*** Passage to read Section Begins ***
Or simply use below one-liners:

# APP_NS and APP_POD_NAME environment variables need to be set

# Print mount pod name
kubectl -n kube-system get po --field-selector spec.nodeName=$(kubectl -n $APP_NS get po $APP_POD_NAME -o jsonpath='{.spec.nodeName}') -l app.kubernetes.io/name=juicefs-mount -o jsonpath='{range .items[*]}{.metadata.name}{"\n"}{end}' | grep $(kubectl get pv $(kubectl -n $APP_NS get pvc $(kubectl -n $APP_NS get po $APP_POD_NAME -o jsonpath='{..persistentVolumeClaim.claimName}' | awk '{print $1}') -o jsonpath='{.spec.volumeName}') -o jsonpath='{.spec.csi.volumeHandle}')

# Enter the mount pod to start a interactive shell
kubectl -n kube-system exec -it $(kubectl -n kube-system get po --field-selector spec.nodeName=$(kubectl -n $APP_NS get po $APP_POD_NAME -o jsonpath='{.spec.nodeName}') -l app.kubernetes.io/name=juicefs-mount -o jsonpath='{range .items[*]}{.metadata.name}{"\n"}{end}' | grep $(kubectl get pv $(kubectl -n $APP_NS get pvc $(kubectl -n $APP_NS get po $APP_POD_NAME -o jsonpath='{..persistentVolumeClaim.claimName}' | awk '{print $1}') -o jsonpath='{.spec.volumeName}') -o jsonpath='{.spec.csi.volumeHandle}')) -- bash

Debug mount pod

A pod in CrashLoopBackOff state cannot be easily debugged, in such case, use kubectl debug to create an environment that's available for interactive debugging:

kubectl -n <namespace> debug <mount-pod> -it  --copy-to=jfs-mount-debug --container=jfs-mount --image=<mount-image> -- bash

In the above demonstration, set <mount-image> to the mount image, and the debug command will create a pod dedicated for interactive debugging, you'll try to reproduce and resolve the issue in this debug pod.
*** Passage to read Section Ends ***
Write out the JuiceFS mount pod passage word for word, beginning at the words "In the above" and stopping after "this debug pod.". The lines come from a different source than the JuiceFS mount pod passage.
*** Information provided Section Begins ***
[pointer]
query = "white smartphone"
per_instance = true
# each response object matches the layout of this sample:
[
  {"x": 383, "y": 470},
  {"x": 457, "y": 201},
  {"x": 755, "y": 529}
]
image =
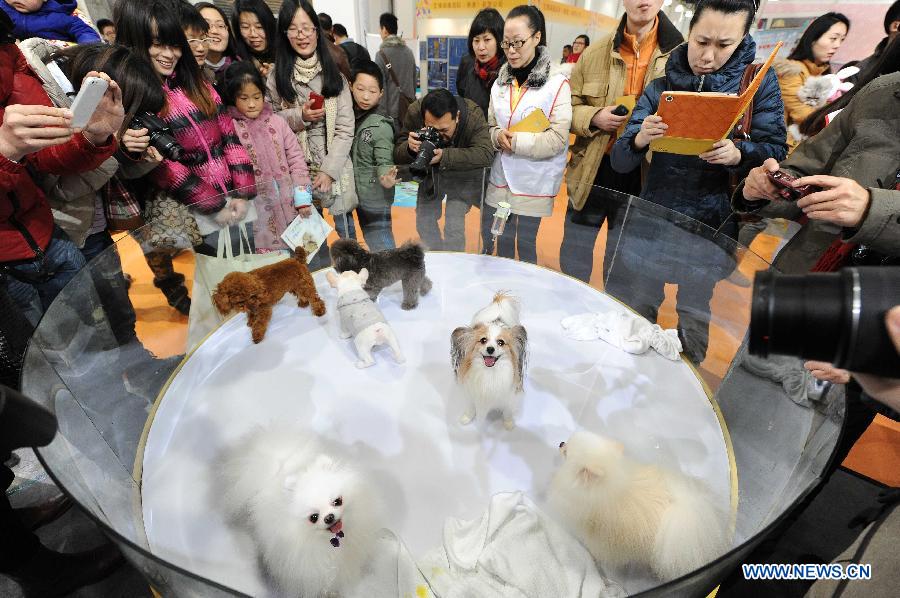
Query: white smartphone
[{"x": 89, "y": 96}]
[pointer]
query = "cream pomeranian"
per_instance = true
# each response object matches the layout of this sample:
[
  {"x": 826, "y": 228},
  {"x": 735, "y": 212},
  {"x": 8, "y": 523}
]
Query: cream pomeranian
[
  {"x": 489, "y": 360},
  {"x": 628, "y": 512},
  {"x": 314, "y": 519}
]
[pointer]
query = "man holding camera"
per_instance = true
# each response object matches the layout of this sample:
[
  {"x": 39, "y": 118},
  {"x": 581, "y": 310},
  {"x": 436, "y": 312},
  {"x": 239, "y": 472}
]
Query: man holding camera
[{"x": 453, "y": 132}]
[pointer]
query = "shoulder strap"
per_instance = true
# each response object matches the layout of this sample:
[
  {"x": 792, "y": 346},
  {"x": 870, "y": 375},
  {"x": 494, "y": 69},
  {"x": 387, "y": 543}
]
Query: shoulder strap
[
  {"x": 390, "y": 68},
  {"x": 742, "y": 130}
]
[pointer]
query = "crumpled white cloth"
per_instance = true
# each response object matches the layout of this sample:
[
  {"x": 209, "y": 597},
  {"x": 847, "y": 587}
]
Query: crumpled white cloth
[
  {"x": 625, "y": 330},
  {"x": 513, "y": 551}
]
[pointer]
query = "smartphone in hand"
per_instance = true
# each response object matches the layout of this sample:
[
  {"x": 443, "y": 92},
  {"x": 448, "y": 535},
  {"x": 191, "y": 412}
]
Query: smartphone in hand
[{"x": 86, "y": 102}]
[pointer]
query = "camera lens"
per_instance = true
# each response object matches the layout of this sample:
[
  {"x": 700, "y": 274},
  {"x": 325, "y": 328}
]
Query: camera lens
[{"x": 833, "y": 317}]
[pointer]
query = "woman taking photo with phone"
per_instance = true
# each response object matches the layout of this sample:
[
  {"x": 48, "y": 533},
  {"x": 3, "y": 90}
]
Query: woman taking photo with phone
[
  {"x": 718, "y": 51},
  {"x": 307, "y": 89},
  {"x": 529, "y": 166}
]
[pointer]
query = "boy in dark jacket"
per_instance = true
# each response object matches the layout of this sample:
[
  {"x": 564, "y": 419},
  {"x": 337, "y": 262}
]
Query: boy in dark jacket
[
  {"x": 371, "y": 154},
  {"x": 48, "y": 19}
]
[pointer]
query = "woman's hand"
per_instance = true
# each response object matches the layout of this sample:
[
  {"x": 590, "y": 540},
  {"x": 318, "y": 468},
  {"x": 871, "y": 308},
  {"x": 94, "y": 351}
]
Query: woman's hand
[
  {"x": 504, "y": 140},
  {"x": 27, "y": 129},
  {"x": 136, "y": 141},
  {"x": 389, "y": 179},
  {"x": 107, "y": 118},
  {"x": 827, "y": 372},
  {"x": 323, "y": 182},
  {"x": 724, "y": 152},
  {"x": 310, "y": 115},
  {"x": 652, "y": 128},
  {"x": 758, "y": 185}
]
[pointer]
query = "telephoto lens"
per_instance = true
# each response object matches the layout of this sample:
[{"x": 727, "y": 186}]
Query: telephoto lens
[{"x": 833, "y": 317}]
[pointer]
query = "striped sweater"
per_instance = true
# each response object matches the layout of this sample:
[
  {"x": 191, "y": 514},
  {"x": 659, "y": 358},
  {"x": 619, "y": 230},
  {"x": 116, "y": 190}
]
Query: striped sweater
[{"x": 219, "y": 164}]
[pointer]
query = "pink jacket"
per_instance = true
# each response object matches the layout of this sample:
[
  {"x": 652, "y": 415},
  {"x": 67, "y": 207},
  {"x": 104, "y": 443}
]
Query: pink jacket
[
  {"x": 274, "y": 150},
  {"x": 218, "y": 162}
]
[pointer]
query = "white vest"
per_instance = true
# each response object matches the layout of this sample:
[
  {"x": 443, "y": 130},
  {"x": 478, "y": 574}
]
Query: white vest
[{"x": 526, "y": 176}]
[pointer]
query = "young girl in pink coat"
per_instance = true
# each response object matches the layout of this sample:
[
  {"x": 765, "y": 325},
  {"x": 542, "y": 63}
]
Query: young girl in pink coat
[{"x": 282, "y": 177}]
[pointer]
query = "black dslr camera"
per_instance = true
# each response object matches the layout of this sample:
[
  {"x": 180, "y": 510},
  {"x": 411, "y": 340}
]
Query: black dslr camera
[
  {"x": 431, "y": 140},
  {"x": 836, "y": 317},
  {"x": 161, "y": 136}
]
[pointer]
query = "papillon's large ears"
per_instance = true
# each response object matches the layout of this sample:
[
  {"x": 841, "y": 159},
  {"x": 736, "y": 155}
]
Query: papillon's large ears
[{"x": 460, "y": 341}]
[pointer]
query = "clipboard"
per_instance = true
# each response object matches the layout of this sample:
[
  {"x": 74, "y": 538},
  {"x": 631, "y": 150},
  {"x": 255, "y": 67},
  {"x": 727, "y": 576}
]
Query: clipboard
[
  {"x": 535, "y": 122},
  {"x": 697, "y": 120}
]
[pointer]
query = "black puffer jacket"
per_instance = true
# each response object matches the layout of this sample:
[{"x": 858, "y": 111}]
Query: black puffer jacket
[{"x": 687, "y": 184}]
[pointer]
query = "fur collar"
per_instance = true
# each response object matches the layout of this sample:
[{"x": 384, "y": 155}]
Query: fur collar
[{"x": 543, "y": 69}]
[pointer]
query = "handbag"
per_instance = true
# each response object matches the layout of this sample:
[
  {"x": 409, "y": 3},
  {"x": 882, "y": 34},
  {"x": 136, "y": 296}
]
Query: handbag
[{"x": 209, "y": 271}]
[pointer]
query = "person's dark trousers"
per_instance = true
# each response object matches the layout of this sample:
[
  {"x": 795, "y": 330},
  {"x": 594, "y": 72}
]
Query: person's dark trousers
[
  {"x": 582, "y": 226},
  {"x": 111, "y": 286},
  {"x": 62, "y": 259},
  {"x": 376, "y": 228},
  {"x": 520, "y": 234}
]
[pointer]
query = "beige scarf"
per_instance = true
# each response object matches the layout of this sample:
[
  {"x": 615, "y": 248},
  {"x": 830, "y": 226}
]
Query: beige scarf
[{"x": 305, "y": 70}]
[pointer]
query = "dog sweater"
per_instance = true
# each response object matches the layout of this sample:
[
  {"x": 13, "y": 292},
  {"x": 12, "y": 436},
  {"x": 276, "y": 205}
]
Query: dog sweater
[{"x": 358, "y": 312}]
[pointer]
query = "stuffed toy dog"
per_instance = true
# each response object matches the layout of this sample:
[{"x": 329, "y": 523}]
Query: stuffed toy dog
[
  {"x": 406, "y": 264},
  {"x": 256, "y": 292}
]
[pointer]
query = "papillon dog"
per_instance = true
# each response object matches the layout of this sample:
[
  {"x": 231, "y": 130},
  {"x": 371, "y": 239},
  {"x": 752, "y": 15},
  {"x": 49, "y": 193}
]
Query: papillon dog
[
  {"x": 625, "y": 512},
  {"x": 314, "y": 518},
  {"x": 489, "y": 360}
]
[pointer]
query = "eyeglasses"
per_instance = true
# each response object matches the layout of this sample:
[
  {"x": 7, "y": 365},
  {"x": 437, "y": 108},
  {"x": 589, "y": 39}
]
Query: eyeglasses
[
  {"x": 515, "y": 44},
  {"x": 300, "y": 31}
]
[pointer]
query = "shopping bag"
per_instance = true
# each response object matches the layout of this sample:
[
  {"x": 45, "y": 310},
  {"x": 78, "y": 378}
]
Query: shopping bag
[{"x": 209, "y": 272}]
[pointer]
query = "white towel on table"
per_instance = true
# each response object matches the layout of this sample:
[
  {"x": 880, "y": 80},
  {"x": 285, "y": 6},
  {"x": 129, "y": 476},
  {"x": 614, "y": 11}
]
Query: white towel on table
*** Information provided Section Ends ***
● **Answer box**:
In the above demonstration, set <mount-image> to the mount image, and the debug command will create a pod dedicated for interactive debugging, you'll try to reproduce and resolve the issue in this debug pod.